* **Data entries**:
╭──
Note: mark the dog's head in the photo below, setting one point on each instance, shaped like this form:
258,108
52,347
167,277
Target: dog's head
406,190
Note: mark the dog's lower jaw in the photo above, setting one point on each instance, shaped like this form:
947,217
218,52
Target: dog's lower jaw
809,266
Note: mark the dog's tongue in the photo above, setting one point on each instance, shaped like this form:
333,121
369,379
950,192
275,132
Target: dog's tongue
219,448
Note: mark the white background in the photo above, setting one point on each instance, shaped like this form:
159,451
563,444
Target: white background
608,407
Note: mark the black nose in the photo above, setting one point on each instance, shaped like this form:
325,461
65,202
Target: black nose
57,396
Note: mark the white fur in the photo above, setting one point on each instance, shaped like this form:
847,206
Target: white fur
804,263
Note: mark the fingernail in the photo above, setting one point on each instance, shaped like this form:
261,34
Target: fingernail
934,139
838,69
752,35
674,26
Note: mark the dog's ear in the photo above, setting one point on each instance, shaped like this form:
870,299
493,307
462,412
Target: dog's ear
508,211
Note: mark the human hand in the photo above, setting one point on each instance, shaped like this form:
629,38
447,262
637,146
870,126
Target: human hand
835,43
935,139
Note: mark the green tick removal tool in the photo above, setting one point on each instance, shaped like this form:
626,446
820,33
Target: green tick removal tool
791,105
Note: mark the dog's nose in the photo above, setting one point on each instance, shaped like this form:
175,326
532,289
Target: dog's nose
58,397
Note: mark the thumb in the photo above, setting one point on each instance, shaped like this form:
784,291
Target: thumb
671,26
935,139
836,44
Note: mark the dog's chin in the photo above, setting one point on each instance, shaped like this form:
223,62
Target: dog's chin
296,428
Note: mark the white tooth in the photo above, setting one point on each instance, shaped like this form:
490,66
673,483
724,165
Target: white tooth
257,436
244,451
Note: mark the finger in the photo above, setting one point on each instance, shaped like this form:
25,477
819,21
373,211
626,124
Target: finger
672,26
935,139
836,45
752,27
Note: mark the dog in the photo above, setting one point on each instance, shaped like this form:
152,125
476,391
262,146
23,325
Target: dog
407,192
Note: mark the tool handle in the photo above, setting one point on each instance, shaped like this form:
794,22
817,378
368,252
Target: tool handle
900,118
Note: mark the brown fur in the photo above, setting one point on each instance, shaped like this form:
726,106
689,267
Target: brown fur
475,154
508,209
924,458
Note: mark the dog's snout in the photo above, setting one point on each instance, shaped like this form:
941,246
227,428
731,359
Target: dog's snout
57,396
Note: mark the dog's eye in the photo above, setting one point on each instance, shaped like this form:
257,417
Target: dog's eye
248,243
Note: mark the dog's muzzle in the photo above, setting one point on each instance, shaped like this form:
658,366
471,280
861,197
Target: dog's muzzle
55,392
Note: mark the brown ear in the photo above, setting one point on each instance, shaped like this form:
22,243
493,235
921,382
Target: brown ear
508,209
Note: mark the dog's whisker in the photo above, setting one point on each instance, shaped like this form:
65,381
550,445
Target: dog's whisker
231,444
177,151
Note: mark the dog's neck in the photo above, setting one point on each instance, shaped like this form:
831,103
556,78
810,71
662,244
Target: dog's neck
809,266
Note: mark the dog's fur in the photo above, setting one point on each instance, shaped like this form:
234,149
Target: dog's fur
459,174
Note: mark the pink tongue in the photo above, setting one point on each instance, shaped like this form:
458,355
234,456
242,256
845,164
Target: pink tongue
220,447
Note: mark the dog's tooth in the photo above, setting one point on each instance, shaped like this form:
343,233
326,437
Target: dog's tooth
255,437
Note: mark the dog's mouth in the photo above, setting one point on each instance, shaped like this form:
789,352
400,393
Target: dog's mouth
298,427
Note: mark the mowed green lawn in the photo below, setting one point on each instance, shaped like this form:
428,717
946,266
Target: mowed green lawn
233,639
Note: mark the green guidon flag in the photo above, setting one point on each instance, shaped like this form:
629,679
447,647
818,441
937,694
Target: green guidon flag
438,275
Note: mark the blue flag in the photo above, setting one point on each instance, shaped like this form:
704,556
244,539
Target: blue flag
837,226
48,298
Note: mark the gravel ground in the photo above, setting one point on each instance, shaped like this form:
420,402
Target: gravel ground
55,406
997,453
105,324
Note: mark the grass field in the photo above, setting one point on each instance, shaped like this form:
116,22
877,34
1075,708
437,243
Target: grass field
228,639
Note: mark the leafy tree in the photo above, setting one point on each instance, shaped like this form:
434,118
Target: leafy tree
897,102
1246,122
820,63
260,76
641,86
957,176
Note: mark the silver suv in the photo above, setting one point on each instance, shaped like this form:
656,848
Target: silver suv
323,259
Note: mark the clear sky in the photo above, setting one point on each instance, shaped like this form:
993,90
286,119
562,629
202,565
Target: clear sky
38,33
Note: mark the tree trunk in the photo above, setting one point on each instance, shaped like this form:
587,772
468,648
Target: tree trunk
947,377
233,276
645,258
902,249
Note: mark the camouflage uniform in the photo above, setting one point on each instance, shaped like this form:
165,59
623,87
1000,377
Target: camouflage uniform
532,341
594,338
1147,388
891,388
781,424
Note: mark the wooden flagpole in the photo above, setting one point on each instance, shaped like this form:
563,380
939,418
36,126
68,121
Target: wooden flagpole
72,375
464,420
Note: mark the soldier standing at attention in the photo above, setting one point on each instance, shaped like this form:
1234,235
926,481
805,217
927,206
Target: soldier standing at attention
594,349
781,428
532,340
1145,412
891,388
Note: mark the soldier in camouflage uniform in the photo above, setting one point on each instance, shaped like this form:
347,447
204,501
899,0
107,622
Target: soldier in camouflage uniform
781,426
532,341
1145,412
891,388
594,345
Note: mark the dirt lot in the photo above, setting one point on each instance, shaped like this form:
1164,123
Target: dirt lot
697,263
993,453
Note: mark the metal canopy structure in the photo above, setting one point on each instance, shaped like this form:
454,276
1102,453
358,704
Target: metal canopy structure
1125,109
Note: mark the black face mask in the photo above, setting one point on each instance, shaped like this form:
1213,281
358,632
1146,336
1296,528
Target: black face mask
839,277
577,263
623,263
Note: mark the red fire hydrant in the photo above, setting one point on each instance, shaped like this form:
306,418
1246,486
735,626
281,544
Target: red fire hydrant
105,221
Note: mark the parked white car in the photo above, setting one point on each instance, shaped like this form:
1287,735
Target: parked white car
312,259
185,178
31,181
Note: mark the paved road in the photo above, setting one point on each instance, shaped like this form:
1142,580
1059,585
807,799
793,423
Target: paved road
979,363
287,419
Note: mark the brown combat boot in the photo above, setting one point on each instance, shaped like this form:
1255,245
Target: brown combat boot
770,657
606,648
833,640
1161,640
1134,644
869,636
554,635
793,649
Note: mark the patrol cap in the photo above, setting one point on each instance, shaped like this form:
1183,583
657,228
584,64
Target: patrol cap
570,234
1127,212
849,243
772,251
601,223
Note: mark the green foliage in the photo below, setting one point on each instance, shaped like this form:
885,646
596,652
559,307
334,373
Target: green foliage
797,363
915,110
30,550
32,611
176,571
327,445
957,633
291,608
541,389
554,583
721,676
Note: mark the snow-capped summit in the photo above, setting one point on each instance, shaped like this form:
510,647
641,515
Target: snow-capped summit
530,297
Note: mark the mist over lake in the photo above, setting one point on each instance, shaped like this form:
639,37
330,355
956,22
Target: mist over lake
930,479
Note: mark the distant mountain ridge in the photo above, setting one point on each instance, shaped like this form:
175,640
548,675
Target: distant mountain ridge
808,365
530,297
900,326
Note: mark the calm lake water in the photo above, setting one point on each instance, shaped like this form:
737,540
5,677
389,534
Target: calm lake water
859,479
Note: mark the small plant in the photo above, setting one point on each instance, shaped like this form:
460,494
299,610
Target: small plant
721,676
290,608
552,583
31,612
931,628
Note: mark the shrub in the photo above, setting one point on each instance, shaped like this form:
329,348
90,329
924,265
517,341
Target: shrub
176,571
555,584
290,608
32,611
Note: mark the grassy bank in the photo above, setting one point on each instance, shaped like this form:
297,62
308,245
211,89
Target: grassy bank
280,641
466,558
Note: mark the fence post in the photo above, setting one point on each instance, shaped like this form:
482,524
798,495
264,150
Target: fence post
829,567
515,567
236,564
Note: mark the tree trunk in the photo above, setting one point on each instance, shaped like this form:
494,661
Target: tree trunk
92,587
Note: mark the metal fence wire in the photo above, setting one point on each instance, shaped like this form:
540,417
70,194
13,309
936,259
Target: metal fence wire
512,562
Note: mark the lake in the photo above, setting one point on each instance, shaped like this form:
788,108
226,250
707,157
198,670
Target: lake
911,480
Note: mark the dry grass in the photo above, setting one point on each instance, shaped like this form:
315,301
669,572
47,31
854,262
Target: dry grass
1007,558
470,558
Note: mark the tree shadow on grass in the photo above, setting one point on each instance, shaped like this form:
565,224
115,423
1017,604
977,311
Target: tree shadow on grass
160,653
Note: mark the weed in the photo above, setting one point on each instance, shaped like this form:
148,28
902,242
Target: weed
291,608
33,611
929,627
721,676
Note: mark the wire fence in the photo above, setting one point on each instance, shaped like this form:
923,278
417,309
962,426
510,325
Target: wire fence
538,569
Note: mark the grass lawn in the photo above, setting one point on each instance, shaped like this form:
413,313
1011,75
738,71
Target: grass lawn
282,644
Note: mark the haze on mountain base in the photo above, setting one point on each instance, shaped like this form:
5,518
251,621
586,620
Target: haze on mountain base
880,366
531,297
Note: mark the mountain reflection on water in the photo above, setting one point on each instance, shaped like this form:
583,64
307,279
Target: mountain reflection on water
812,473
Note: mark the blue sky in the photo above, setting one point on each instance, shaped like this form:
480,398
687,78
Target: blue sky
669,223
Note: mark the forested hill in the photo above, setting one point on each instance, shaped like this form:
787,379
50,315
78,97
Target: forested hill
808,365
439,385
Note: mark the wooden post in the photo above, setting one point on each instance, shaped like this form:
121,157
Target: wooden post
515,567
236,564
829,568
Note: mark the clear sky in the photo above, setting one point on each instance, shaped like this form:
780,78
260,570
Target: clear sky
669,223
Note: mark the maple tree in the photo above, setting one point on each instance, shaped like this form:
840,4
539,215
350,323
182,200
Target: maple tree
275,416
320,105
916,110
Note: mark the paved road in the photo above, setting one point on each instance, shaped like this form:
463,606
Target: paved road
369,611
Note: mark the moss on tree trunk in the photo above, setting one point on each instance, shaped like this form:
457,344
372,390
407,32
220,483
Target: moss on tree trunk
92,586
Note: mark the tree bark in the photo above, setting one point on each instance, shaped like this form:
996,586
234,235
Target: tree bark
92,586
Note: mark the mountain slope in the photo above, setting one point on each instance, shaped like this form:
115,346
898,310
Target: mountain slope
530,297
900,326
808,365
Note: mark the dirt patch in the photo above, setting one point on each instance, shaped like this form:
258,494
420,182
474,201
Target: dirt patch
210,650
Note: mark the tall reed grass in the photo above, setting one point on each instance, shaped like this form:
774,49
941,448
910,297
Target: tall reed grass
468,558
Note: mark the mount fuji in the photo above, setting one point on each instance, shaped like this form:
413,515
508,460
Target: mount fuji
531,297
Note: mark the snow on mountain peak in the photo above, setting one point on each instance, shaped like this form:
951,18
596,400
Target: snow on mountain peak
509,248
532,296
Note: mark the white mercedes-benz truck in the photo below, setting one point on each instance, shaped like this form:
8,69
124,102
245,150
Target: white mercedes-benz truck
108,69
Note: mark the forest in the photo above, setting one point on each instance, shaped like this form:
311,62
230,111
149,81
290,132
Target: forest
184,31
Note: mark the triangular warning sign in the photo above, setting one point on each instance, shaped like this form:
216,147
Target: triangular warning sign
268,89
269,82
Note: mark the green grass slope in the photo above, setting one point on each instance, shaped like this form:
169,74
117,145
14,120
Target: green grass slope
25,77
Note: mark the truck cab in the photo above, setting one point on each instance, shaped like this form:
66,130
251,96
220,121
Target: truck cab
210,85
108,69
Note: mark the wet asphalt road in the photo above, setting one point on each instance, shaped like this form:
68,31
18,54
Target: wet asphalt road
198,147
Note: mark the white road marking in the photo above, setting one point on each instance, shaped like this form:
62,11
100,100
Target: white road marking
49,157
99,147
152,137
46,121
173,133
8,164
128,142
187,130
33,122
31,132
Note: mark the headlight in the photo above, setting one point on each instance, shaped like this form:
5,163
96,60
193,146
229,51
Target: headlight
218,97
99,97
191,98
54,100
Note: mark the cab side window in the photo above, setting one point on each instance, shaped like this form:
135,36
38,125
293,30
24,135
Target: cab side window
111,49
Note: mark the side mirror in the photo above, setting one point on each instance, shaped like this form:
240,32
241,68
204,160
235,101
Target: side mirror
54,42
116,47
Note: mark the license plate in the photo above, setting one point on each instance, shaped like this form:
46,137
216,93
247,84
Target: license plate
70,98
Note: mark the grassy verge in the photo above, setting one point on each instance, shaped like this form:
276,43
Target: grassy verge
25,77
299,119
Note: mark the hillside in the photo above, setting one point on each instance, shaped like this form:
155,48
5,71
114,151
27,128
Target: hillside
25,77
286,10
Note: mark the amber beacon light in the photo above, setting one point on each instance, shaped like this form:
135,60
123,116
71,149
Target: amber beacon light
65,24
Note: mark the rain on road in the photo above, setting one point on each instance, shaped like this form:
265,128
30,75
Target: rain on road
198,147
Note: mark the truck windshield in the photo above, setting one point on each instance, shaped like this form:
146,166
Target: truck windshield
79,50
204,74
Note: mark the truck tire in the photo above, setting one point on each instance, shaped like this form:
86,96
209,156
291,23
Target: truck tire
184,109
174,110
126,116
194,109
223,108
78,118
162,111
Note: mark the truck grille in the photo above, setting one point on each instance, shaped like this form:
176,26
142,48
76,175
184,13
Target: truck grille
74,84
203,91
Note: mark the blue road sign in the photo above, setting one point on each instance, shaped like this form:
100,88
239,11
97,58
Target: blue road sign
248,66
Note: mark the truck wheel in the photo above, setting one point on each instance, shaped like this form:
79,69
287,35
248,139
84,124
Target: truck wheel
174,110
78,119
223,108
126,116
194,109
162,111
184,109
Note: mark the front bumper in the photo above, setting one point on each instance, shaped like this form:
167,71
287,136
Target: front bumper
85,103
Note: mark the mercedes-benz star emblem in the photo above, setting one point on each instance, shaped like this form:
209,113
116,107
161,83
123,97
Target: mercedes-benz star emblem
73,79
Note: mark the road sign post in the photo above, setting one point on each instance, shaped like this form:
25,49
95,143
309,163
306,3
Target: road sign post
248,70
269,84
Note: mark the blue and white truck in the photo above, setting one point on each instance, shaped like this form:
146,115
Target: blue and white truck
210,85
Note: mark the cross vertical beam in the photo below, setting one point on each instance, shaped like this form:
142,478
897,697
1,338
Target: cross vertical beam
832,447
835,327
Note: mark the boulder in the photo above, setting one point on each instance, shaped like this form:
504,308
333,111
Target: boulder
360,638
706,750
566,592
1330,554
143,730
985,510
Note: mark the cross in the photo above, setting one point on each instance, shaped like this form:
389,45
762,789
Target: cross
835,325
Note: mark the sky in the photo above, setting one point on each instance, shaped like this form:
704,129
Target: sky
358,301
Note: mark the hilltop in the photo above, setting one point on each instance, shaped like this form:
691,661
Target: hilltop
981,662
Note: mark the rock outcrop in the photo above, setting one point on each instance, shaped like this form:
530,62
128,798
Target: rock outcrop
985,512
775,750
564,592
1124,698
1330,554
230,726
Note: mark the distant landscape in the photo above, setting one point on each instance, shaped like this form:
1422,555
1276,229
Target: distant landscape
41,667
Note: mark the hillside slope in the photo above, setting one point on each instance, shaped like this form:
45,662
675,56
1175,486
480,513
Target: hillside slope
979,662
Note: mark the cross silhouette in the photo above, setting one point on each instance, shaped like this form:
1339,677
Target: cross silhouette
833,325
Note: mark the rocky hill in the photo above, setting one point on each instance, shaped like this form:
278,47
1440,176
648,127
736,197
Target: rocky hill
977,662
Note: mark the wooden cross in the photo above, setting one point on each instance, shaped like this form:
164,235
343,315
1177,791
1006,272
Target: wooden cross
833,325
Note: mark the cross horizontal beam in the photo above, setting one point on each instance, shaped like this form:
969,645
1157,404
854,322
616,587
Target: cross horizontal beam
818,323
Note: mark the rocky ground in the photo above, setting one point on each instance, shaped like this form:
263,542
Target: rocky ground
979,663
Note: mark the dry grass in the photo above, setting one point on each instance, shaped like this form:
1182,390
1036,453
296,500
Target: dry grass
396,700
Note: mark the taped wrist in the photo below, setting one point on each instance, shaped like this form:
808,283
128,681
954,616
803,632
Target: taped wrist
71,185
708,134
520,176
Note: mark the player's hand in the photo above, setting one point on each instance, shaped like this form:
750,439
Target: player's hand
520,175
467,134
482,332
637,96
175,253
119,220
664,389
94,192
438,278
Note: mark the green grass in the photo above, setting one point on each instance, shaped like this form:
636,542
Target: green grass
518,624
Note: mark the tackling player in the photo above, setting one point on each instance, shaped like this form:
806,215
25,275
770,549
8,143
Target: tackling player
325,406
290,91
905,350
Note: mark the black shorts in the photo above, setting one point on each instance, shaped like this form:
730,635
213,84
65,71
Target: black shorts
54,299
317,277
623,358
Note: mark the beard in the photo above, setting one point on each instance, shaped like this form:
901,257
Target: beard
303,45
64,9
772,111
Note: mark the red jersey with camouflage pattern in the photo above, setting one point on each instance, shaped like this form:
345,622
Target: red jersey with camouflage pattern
╰──
* **Directions**: Set the lines down exactly, from the first line of the records to the line where "Note: mark the dog's lower" appears, with both ends kept.

* **Solution for this exercise**:
Note: mark the dog's head in the photo below, setting one point on each instance, shaped like this form:
258,108
52,347
167,277
Target: dog's head
406,190
Note: mark the dog's lower jaw in the photo above, setting one point on each instance, shaped like this form:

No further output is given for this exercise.